Aqui o que sempre pensei, escrevi e repito. O Festival de Gramado chega à sua quinquagésima edição. Eu estava lá, pela primeira vez, quando ele fez 15 anos. Eu envelheci. Ele se renovou. Tudo isso me fez remexer nas gavetas da memória.

Tenho andado com um gosto de goiaba passada em minha boca. O vento norte, às vezes, penteia os meus cabelos como se me arrumasse para a nostalgia. Entrei na idade das ilusões perdidas e dos afetos redescobertos. Aprendi, a duras penas, o que outros já sabiam só de olhar: a humanidade é como o carnaval carioca. Tem tudo para não funcionar, mas, de algum modo, continua sendo um grande espetáculo, embora, bem pensado, não funcione mesmo. Não me espantam as mentiras. Fazem-me rir as falsas verdades. O atentado contra o escritor Salman Rushdie não recomenda os homens para nenhum copo de ternura. Mesmo assim, sinto vontade de abraçar o mundo e de me resgatar por todas as vezes que deixei de confessar minha amizade por alguém. Estou com saudades de casa e da poesia.

Sinto uma vontade imensa de retornar sobre os meus passos para me encontrar onde nunca estive e ser, enfim, o que nunca fui nem serei. É tanta palavra não dita, tanto carinho escondido nas mangas de camisas arregaçadas, tanto abraço que não dei nem darei, tanto beijo que se perdeu no ar, como se beijar amigos fosse uma mera formalidade. Li uma anedota contada pelo magnífico escritor Romain Gary, um dos meus preferidos, que me estarreceu: qual a diferença entre os incultos e supersticiosos simbas e os alemães altamente civilizados da época de Hitler? Os simbas comiam as suas vítimas humanas; os alemães faziam delas sabão. Conclusão de Gary: “Essa necessidade de limpeza é a cultura”.

Essa anedota de mau gosto, duplamente incorreta, exalando preconceito contra simbas e todos os alemães, num velho refrão evolucionista, tem, contudo, a qualidade de afirmar um ceticismo inquietante. As limpezas étnicas continuam. Assim como persistem as guerras de cultura, as lavagens de dinheiro, as purificações totalitárias e a sujeira da violência desumana. Alguma cultura dita primitiva terá, algum dia, praticado os horrores que continuamos a perpetrar em nome de tudo um pouco? Acho que nenhuma civilização foi tão bárbara como a nossa insiste em ser. Sempre fomos os verdadeiros selvagens. Nossa grande malícia foi transferir essa marca pejorativa a outros. Faz parte do nosso arsenal.

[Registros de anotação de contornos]
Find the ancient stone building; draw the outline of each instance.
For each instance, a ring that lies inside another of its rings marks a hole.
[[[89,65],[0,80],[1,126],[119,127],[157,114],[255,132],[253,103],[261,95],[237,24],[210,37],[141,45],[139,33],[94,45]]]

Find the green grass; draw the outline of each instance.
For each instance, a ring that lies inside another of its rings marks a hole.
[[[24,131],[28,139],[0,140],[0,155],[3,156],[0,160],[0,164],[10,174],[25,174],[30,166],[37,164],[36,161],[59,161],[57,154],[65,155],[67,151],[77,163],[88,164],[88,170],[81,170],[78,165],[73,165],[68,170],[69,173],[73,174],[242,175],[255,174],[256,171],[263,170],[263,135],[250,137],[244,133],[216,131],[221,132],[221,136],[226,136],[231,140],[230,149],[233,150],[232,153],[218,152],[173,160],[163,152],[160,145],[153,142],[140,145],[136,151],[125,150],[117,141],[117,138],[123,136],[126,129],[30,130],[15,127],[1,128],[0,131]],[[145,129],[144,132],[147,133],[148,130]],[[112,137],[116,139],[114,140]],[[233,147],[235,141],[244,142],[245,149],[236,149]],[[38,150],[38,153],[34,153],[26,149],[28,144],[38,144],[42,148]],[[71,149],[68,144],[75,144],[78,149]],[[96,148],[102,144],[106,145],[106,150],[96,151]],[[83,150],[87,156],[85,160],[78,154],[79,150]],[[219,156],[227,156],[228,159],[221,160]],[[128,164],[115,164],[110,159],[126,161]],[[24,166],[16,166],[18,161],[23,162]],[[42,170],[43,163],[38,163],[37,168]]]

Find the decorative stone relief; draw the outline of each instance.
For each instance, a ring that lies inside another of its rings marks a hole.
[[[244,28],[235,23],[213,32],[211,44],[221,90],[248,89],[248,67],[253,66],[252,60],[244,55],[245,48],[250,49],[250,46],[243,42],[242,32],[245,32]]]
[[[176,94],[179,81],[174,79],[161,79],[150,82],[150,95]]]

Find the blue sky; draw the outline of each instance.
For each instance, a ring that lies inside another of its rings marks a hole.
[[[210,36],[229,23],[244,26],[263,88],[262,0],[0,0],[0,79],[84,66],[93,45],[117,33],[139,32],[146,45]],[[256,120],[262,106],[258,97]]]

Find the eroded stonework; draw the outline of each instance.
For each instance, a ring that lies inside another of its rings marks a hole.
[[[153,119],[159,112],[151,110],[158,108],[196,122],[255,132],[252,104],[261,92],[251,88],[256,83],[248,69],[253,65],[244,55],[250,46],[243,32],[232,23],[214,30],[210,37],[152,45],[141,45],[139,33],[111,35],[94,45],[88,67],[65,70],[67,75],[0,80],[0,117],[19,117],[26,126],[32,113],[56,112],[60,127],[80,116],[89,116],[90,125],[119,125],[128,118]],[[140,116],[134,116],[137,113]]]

▶ **LISTA DE TAREFAS**
- A) Imprima, do texto sobre o Festival de Gramado, o trecho que vai de "Tenho andado com" até "e da poesia.".
- B) Responda às perguntas com base no texto sobre o Festival de Gramado.
(i) A que edição o Festival de Gramado chega?
(ii) Quantos anos o festival completava quando quem escreve esteve lá pela primeira vez?
(iii) A que a humanidade é comparada?
- C) Dê continuidade ao texto sobre o Festival de Gramado a partir da última frase apresentada.
Os registros são um material à parte, independente do texto sobre o Festival de Gramado.

▶ **RESULTADOS DO EXERCÍCIO**
- A)
Tenho andado com um gosto de goiaba passada em minha boca. O vento norte, às vezes, penteia os meus cabelos como se me arrumasse para a nostalgia. Entrei na idade das ilusões perdidas e dos afetos redescobertos. Aprendi, a duras penas, o que outros já sabiam só de olhar: a humanidade é como o carnaval carioca. Tem tudo para não funcionar, mas, de algum modo, continua sendo um grande espetáculo, embora, bem pensado, não funcione mesmo. Não me espantam as mentiras. Fazem-me rir as falsas verdades. O atentado contra o escritor Salman Rushdie não recomenda os homens para nenhum copo de ternura. Mesmo assim, sinto vontade de abraçar o mundo e de me resgatar por todas as vezes que deixei de confessar minha amizade por alguém. Estou com saudades de casa e da poesia.

- B)
(i) À quinquagésima edição.
(ii) 15 anos.
(iii) Ao carnaval carioca.

- C)
Meu amigo Décio Freitas gostava de citar Charles Darwin para lembrar que um chacal dorme dentro de cada um de nós e pode despertar a qualquer momento. Estou com a sensação de que entramos na era dos chacais insones. Eu não queria repetir Raduan Nassar nem tentar plagiar o seu “copo de cólera”. Soltei meus dedos sobre o teclado disposto a deixar correr o meu vazio. Pelas janelas da televisão e do computador, porém, não param de entrar as sombras daquilo que a humanidade já nem pensa em esconder: “o horror, o horror”!

Quando a crítica atinge o seu limite, resta a ironia, sempre dizia Jean Baudrillard. Um velho adepto do marxismo científico confessava: “Agora, sou socialista utópico”. O único socialismo científico é o utópico. O outro, o da “práxis”, nunca suportou o teste da realidade e foi corroído pelo ácido do cotidiano. Imagino que só possamos nos refugiar numa frase de Getúlio Vargas: “O poder é a arte do esquecimento”. Só que Getúlio pretendia esquecer as mágoas e diferenças passadas para construir o futuro. Os poderosos de plantão, ao contrário, parecem sempre dispostos a esquecer o passado para se eternizar num presente perfeitamente maculado.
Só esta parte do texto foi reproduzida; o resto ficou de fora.